◆ **EXERCISE REQUIREMENTS**
Arrange the lines below as a Markdown table with the columns "No." and "Line", numbering each row and omitting blank lines. Leave the pictures out of your answer.

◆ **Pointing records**
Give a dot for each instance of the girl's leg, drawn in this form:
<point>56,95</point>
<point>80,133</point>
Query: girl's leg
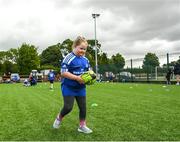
<point>81,101</point>
<point>68,105</point>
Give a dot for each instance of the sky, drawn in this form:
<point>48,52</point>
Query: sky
<point>129,27</point>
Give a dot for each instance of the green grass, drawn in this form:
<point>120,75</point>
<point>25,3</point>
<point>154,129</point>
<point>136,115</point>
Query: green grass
<point>124,112</point>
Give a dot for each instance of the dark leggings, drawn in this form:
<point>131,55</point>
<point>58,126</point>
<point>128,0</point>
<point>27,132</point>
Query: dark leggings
<point>68,105</point>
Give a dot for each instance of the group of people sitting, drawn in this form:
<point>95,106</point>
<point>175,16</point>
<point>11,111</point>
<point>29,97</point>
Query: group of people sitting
<point>33,79</point>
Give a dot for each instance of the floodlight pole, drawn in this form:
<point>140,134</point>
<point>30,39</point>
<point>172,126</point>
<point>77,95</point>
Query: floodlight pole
<point>94,17</point>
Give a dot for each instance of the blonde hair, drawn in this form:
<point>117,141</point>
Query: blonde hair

◆ **EXERCISE SOLUTION**
| No. | Line |
|---|---|
| 1 | Give a dot for each instance of the girl's leg, drawn in this form: |
| 2 | <point>56,95</point> |
| 3 | <point>80,133</point> |
| 4 | Query: girl's leg |
| 5 | <point>81,101</point> |
| 6 | <point>68,105</point> |
| 7 | Give a dot for each instance of the sky, drawn in this form: |
| 8 | <point>48,52</point> |
| 9 | Query: sky |
| 10 | <point>129,27</point> |
| 11 | Give a dot for each instance of the green grass, drawn in this form: |
| 12 | <point>120,75</point> |
| 13 | <point>25,3</point> |
| 14 | <point>154,129</point> |
| 15 | <point>136,115</point> |
| 16 | Query: green grass |
| 17 | <point>124,112</point> |
| 18 | Give a dot for each instance of the dark leggings, drawn in this form: |
| 19 | <point>131,55</point> |
| 20 | <point>58,126</point> |
| 21 | <point>128,0</point> |
| 22 | <point>27,132</point> |
| 23 | Query: dark leggings |
| 24 | <point>68,105</point> |
| 25 | Give a dot for each instance of the group of people sitting, drawn in this form: |
| 26 | <point>95,106</point> |
| 27 | <point>175,16</point> |
| 28 | <point>11,111</point> |
| 29 | <point>29,97</point> |
| 30 | Query: group of people sitting |
| 31 | <point>33,79</point> |
| 32 | Give a dot for each instance of the floodlight pole, drawn in this form: |
| 33 | <point>140,134</point> |
| 34 | <point>30,39</point> |
| 35 | <point>172,126</point> |
| 36 | <point>77,95</point> |
| 37 | Query: floodlight pole |
| 38 | <point>94,17</point> |
| 39 | Give a dot for each instance of the blonde hair, drawn in this form: |
| 40 | <point>117,141</point> |
| 41 | Query: blonde hair |